EXERCISE REQUIREMENTS: Quote all of the data below word for word, leaving nothing out.

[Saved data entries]
┄┄┄┄┄┄

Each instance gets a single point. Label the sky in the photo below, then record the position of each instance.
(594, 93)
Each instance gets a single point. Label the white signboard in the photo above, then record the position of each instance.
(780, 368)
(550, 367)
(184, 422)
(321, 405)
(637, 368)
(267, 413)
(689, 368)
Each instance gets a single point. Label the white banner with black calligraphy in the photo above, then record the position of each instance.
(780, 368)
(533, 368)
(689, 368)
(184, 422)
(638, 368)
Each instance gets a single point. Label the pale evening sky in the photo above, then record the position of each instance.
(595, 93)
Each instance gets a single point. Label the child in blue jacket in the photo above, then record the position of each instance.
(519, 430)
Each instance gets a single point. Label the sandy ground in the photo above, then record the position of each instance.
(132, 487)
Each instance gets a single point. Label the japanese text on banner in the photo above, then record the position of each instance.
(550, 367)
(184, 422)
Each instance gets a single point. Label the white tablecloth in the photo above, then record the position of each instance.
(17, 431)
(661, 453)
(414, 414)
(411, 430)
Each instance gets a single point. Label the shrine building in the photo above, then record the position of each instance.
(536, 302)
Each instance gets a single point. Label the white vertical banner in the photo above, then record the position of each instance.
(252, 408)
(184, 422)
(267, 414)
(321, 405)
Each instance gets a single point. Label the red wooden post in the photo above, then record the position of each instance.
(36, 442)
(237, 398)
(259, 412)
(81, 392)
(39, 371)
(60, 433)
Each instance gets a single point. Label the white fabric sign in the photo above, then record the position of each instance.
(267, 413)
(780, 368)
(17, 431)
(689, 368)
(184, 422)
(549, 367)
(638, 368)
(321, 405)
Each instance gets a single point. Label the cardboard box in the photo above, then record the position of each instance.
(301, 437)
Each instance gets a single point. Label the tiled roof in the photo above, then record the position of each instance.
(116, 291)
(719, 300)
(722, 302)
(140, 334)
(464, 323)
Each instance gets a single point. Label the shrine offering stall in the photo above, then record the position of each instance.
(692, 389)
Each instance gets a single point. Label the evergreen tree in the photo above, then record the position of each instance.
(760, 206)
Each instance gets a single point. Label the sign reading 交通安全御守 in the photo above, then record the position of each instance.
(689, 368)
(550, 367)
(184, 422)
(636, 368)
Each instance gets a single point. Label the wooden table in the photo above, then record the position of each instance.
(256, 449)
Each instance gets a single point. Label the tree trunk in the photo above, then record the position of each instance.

┄┄┄┄┄┄

THE OUTPUT:
Each instance gets a single point. Label the sky in the photo below, then record the position of each instance.
(594, 93)
Each instance gets a single point. Label the white signboard in the photo above, then record the position of each instance.
(780, 368)
(550, 367)
(184, 422)
(321, 405)
(637, 368)
(267, 413)
(689, 368)
Each instance gets a single point. Label the white banner with black calligraphy in the photo above, then record the position of each instance.
(780, 368)
(533, 368)
(689, 368)
(184, 422)
(638, 368)
Each instance gets a single point. Label the pale evening sky in the photo above, then record the position of each instance.
(595, 93)
Each instance gets a single point. Label the child in blue jacket in the photo above, then record the position of each instance.
(519, 430)
Each instance gets a single point. Label the sandy ground in the photo above, then record the position of each instance.
(132, 487)
Each instance gets a single point. Label the japanese text on banner in the photo above, then record the position of each instance.
(550, 367)
(184, 422)
Each instance gets a single point. Label the white tablecloth in the photo above, then record the position of each instance.
(17, 431)
(661, 453)
(414, 414)
(411, 430)
Each instance gets a single point. Label the shrine building in the photo above, then record the position of each instance.
(536, 302)
Each instance gets a single point. Label the white vertical banner in the photo above, then record the position of each instance.
(252, 408)
(184, 422)
(267, 414)
(321, 405)
Each instance gets a single point. Label the red wooden post in the photo above, then record the position of each instance.
(36, 442)
(237, 398)
(259, 412)
(81, 392)
(39, 371)
(60, 433)
Each instance gets a single point. Label the white fabric sign in the photo above, then record the position of each instance.
(267, 413)
(780, 368)
(17, 431)
(689, 368)
(184, 422)
(549, 367)
(638, 368)
(321, 405)
Each instance gets a single point. Label the cardboard box in the photo above, then record the position of each instance.
(301, 437)
Each instance gets a single point. Label the tiled roof in the photo above, then record the position of each instance.
(116, 291)
(719, 300)
(722, 302)
(140, 334)
(464, 323)
Each instance gets a single point. Label the shrine offering stall in the photo above, then record the position of each instance.
(692, 389)
Each instance gets a single point. Label the evergreen tree in the photo above, then record the position of each instance.
(760, 206)
Each instance gets a single point. Label the sign reading 交通安全御守 in the photo above, then record the position of each instance.
(689, 368)
(550, 367)
(184, 422)
(636, 368)
Each instance gets a single point. Label the wooden table in the photo above, then record the position of each instance.
(256, 449)
Each instance gets a single point. Label the tree trunk in the photo above, then record the position of each instance.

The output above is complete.